■ **DATA PROVIDED**
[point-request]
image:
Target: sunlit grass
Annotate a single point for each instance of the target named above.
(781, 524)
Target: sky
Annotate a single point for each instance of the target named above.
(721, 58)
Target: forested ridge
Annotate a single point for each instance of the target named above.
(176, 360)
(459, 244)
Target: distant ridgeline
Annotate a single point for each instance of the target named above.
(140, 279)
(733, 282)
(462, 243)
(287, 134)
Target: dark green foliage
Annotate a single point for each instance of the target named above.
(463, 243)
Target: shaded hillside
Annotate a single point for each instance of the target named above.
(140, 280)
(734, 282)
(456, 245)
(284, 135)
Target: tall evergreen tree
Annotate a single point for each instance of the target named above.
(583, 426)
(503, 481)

■ **WORK TASK**
Begin with the line that contains "Target: forested ridge" and end with the last line of the data. Repeat those two lines and all between them exactly.

■ **ANSWER BOX**
Target: forested ridge
Annotate a single point for each instance of the target named above.
(176, 360)
(459, 244)
Target: distant ridgeline
Annotate a single point for each instance of the target named above.
(140, 279)
(733, 282)
(462, 243)
(287, 134)
Target: dark green foliage
Annotate a single point for each instance of the target named above.
(463, 243)
Target: shaded hillside
Annotate a single point for each instance of the target named above.
(140, 280)
(734, 282)
(456, 245)
(284, 135)
Target: tall evergreen tree
Annotate a single point for each instance of the target named above.
(583, 426)
(503, 481)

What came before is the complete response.